_Directions for this task_. Could you copy the passage of the GitHub discussion between "What I want" and "in e-discovery, litigation).", inclusive, word for word?

_Exercise text_.
____

Aug-04-2016 - Githubissues

azhe825 commented 7 years ago

Baseline Results and possible improvements

In the scenario of

fixed pool
no external knowledge from experts
labels are all correct

Baseline from Biomedical #17

patient_aggressive_undersampling

Baseline from Litigation #16

hasty_continuous_active

Conclusions drawn:

aggressive undersampling is effective
need patients if aggressive undersample

Two current winners:

hasty aggressive undersampling, if just need around 80% recall, 5% docs reviewed. (Has a stable classifier in the end, but stops learning)
patient continuous active, achieve 100% recall at the cost of reviewing 20% docs. (May be more suitable to handle concept drift as it keeps learning)
Ten repeat result

Future work

Get more data sets to do experiment on. It would be best if one from biomedical, one from litigation.

timm commented 7 years ago

am i reading this right?

you can now improve on standard litigation methods using techniques taking from biomedical?

how does this comment on active learning + text mining in SE? if you did one case study from that domain, we can do an se pub

azhe825 commented 7 years ago

What I want to do for the paper is to borrow methods from biomedical and litigation, combine them to be a better one, apply to SLR in software engineering. The combined method itself can also beat the state-of-art in both biomedical and litigation, if possible.

I am collecting all the efforts to facilitate Primary Study Selection in SLR, SE (referred to as Citation Screening in systematic review, biomedical engineering, and TAR in e-discovery, litigation).

What I found is that:

In Software Engineering community, most efforts are building tools to manage entire SLR process. One study uses Visual text mining (VTM), an unsupervised method to reduce cost of primary study selection. No active learning found. If this is true, it is kind of a blank spot in SLR.
In Biomedical Engineering, they start systematic review years before Software Engineering community. And machine learning applied to assist citation screening start from 2006. At 2010, Byron C. Wallace published his first attempt to apply active learning to assist citation screening, see #17. His method is the patient_aggressive_undersampling in our figure. He continues to explore citation screening by crowd-sourcing, multiple-experts... But the 2010 method is most suitable for a baseline here. Besides Byron C. Wallace, very few studies have been found on the topic (I found one using supervised learning, no comparison with any baseline, results are not good).
In e-discovery, the state-of-art would be hasty_continuous_active in our figure from #16. They have not been compared with Byron C. Wallace's work yet.

timm commented 7 years ago

when would i see SE results? something like your graph above but for stack overflow or george's lit review corpus or....
i take it the above graph is for one data set? need more
why is that the F1 IQR have that characteristic shape? it gets larger as median increases, then dives again. so IQR returning to near zero would be an early stopping criteria
you've got issues for biomedical and litigation. i take it these are lists of papers are arguable state of the art in those fields. what does the (currently missing) third issue report, for SE, look like?

azhe825 commented 7 years ago

when would i see SE results? something like your graph above but for stack overflow or george's lit review corpus or....
- This is an SE result. It is Systematic Literature Review data as described in #13.
i take it the above graph is for one data set? need more
- yes. I plan to get one data set from biomedical and one from litigation.

____

_Data block_.
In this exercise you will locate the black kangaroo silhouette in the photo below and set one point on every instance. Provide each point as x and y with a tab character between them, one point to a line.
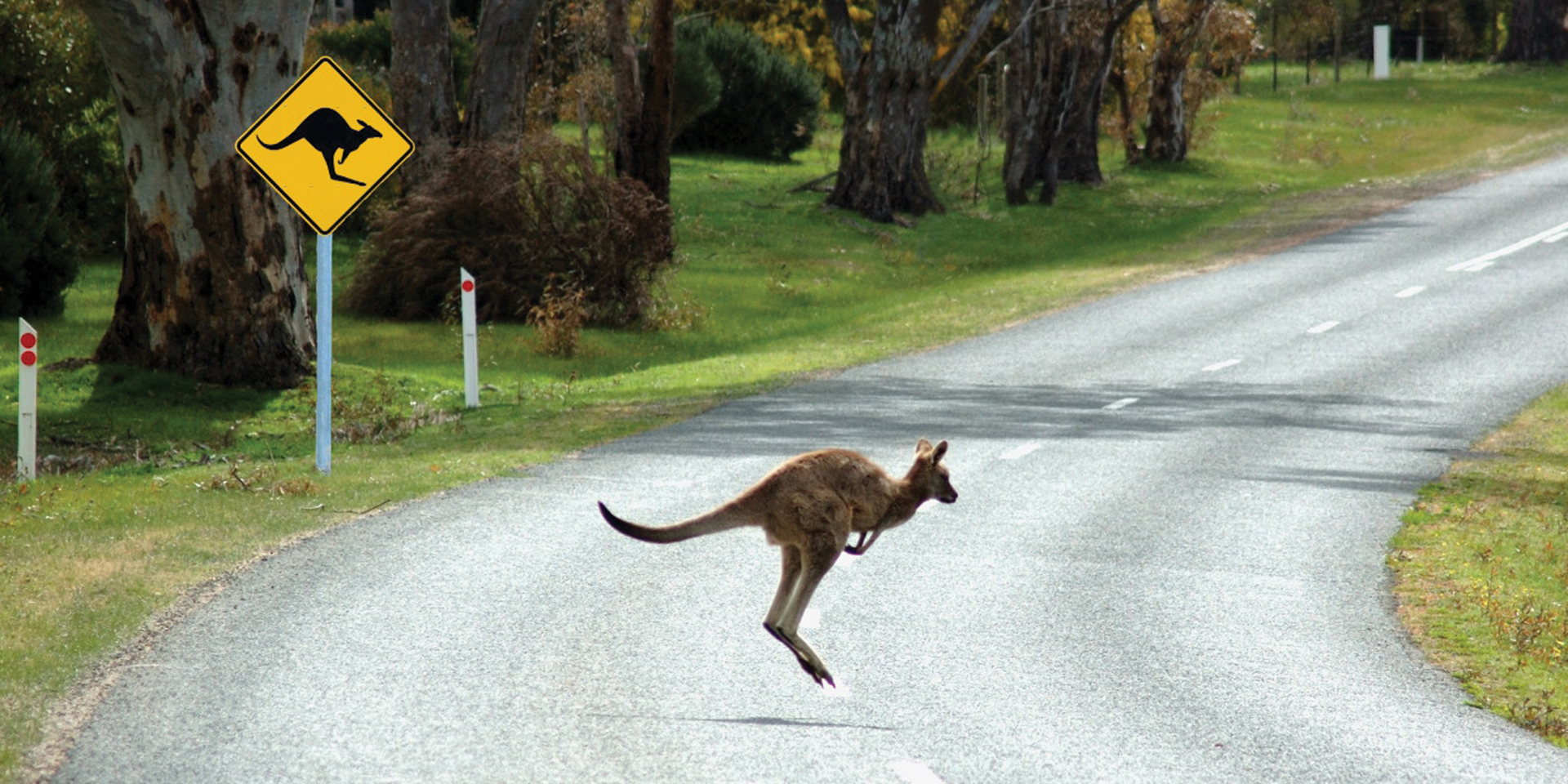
328	132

____

_Response to the exercise_.
What I want to do for the paper is to borrow methods from biomedical and litigation, combine them to be a better one, apply to SLR in software engineering. The combined method itself can also beat the state-of-art in both biomedical and litigation, if possible.

I am collecting all the efforts to facilitate Primary Study Selection in SLR, SE (referred to as Citation Screening in systematic review, biomedical engineering, and TAR in e-discovery, litigation).